EXERCISE INSTRUCTIONS:
a) Reproduce verbatim the stretch of the passage on California air pollution from "Air pollution and" through "the central valley.".
b) According to the passage on California air pollution, to what level had the California Air Resources Board reduced tailpipe emissions by 2010?

GIVEN PASSAGE:
++++++++++++++++++++

California: Beyond cars?

Air pollution and Zero Emission Vehicles

While geology played a role in kick-starting Southern California’s love affair with the automobile, geology also contributed to the region’s potent stew of polluted air. Dramatic, snow-capped mountains ring many of California’s cities and towns, and these mountain ranges tend to trap air in the regions’ valleys, in a process known as inversion.

When cars and industry release hydrocarbons, particles, and other emissions, these materials get trapped in this meteorological inversion; when this combination reacts with sunlight, it often results in photochemical smog. The problem of smog in Los Angeles was far worse than in most other cities, due to the size and frequency of its inversions and the massive number of vehicles involved. Often, it was bad enough to cause a public health crisis in Los Angeles as well as in towns of the central valley.

Smog and its attendant health concerns were key influences in the development of the Clean Air Act. The act itself was signed in 1970 by a president—Richard Nixon—whose hometown of Whittier, California, had some of the dirtiest air in the region.

The act contained a provision that gave California the authority to regulate tailpipe emissions on its own. Consequently, the California Air Resources Board was able by 2010 to squeeze tailpipe emissions down to one percent of what a typical car’s exhaust had been in 1970 (Sperling and Gordon, 2009). Regulators were emboldened by this success to push even further.

For a variety of reasons, including the rising costs of labor in California, automakers that had assembled cars in the state after the war closed these factories. But the closings turned out to have a silver lining, because they weakened the influence of Detroit’s carmakers over regulators and legislators. In addition, Californians developed a taste for smaller, more fuel-efficient, international cars, especially those made by the Japanese. Ironically, the all-electric Tesla sports car is made in a former General Motors factory in Fremont, California, that had closed its doors in 2010.

These factors also led to an interest in electric vehicles. In the 1980s, visionary aeronautics engineer Paul MacCready (who also built the first human-powered airplane to cross the English Channel) put together a “skunk-works” team of electrical engineers at General Motors/Hughes, where they developed the Impact—an ultra-light, fast, advanced, alternating-current propulsion vehicle that used lead-acid batteries to drive about 100 miles before needing to be recharged. Famously, GM’s Roger Smith bragged about the vehicle on Earth Day in 1990, which encouraged a group of California Air Resources Board engineers, impressed with the Impact’s zippy performance, to formulate a mandate for a Zero Emission Vehicle (ZEV).

++++++++++++++++++++

RECORDED INFORMATION:
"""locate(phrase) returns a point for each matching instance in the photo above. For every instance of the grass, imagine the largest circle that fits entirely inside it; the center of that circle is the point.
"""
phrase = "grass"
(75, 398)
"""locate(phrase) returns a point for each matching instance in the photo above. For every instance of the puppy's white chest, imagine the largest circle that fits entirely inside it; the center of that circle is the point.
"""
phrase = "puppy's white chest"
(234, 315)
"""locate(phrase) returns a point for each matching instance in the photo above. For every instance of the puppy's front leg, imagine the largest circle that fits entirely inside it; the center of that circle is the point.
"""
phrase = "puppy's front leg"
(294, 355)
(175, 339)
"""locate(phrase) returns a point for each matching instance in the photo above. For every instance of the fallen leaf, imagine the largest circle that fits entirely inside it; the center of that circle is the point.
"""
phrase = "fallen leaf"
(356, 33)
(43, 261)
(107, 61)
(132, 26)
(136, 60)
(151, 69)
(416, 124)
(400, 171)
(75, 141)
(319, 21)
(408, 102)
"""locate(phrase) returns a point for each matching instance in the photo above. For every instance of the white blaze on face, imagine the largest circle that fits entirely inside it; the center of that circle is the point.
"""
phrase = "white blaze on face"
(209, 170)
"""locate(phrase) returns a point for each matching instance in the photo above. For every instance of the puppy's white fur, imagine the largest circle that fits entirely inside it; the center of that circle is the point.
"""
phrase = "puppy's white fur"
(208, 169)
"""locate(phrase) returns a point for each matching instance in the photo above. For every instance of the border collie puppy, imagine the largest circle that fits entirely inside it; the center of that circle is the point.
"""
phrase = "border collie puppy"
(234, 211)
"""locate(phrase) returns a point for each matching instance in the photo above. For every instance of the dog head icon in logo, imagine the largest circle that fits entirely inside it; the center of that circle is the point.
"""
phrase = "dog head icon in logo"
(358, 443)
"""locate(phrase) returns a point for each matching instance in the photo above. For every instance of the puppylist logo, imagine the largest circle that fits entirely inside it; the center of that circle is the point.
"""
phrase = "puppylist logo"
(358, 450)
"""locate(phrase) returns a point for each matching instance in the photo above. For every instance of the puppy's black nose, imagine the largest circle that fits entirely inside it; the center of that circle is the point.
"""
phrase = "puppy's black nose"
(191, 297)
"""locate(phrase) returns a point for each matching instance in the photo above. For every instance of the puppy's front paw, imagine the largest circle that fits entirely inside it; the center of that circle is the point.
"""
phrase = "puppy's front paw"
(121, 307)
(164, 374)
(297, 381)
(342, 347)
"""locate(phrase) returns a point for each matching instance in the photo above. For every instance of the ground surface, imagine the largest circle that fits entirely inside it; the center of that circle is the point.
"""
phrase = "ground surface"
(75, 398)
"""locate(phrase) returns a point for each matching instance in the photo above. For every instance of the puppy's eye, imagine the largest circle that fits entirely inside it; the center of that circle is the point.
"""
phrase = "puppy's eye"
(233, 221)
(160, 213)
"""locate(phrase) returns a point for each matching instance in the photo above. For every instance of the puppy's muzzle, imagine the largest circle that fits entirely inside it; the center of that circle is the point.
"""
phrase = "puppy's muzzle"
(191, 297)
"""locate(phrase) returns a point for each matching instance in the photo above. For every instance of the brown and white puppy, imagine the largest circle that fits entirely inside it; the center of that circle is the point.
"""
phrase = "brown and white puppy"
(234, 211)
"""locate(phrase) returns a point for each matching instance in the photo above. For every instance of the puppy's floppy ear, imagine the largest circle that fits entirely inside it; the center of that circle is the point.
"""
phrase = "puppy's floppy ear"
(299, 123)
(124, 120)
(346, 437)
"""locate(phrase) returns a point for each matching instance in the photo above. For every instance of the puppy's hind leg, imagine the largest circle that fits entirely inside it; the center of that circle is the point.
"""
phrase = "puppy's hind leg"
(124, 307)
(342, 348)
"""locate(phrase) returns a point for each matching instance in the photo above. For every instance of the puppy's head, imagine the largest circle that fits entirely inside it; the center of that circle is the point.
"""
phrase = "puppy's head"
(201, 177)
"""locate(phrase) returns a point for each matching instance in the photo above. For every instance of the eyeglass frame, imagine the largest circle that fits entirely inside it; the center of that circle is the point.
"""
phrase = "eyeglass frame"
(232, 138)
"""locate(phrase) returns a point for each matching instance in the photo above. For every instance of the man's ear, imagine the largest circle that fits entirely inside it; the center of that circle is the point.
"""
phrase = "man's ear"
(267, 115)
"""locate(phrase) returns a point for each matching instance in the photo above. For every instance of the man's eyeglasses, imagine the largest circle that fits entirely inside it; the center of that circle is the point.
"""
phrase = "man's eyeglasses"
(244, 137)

++++++++++++++++++++

PER-TASK ANSWERS:
a)
Air pollution and Zero Emission Vehicles

While geology played a role in kick-starting Southern California’s love affair with the automobile, geology also contributed to the region’s potent stew of polluted air. Dramatic, snow-capped mountains ring many of California’s cities and towns, and these mountain ranges tend to trap air in the regions’ valleys, in a process known as inversion.

When cars and industry release hydrocarbons, particles, and other emissions, these materials get trapped in this meteorological inversion; when this combination reacts with sunlight, it often results in photochemical smog. The problem of smog in Los Angeles was far worse than in most other cities, due to the size and frequency of its inversions and the massive number of vehicles involved. Often, it was bad enough to cause a public health crisis in Los Angeles as well as in towns of the central valley.

b) By 2010, tailpipe emissions were down to one percent of what a typical car's exhaust had been in 1970.